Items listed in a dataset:
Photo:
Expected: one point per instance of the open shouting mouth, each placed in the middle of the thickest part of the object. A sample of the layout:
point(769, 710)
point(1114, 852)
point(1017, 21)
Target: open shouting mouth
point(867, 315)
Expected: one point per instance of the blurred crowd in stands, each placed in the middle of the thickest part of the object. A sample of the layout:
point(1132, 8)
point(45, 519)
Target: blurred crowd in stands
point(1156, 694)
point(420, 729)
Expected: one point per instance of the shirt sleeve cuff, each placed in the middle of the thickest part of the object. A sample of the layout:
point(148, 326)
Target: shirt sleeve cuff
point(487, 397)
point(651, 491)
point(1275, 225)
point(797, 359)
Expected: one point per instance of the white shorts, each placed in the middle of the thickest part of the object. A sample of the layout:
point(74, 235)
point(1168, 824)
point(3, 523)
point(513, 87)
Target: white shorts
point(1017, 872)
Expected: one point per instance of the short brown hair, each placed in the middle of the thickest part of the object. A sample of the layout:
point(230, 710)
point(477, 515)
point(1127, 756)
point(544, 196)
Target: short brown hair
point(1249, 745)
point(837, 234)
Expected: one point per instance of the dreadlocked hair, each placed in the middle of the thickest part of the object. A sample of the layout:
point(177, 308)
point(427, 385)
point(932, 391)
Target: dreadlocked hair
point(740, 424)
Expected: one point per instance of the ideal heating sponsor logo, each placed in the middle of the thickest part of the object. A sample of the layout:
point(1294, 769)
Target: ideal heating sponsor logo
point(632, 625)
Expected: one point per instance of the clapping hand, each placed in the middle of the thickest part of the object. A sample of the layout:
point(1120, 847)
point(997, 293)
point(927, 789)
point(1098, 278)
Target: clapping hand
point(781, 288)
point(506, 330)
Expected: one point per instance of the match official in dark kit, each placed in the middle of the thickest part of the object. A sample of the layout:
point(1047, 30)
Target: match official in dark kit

- [Written instruction] Output all of the rows above again, word for word and unchanged.

- [Result]
Photo:
Expected: one point per instance of the open shouting mouth, each placed in the middle of the thickest part of the object. A sample of the layout:
point(769, 710)
point(1114, 852)
point(1017, 21)
Target: open shouting mouth
point(867, 315)
Expected: one point per instance of the blurred crowd in stands, each placed in the middle of the thickest part of the object. A sample of the layout:
point(1132, 8)
point(45, 519)
Target: blurred crowd in stands
point(1156, 694)
point(420, 729)
Expected: one point per instance of the shirt sleeve cuff, each placed in the middle of the thickest part of the object. A sample of the layout:
point(148, 326)
Target: shirt sleeve cuff
point(487, 397)
point(651, 491)
point(1275, 225)
point(797, 359)
Expected: one point per instance of the white shorts, each placed in the middle of the thickest part of the object. A sample of the layout:
point(74, 235)
point(1168, 824)
point(3, 523)
point(513, 87)
Target: white shorts
point(1017, 872)
Expected: one point per instance of the short brown hair, each placed in the middle of the thickest part of the object. A sample of the layout:
point(230, 710)
point(477, 515)
point(1127, 756)
point(544, 196)
Target: short brown hair
point(1249, 745)
point(837, 234)
Expected: one point per instance of the dreadlocked hair, each placed in the middle of the thickest part of the object. A sample of the layout:
point(177, 308)
point(427, 385)
point(932, 391)
Target: dreadlocked hair
point(740, 424)
Expected: one point per instance of the ideal heating sponsor logo, each placed in the middle of the thickest part of the object. A sample of the layout:
point(1294, 769)
Target: ideal heating sponsor logo
point(632, 625)
Expected: one point per instance of the clapping hand, each placed in the middle of the thickest part of the object. A sample of the layout:
point(1120, 847)
point(997, 293)
point(927, 789)
point(1098, 278)
Target: clapping hand
point(781, 288)
point(506, 330)
Expected: one point per instance of the match official in dark kit, each placed in the middle of the thickest part of the object. A sample of the layout:
point(1047, 30)
Target: match official in dark kit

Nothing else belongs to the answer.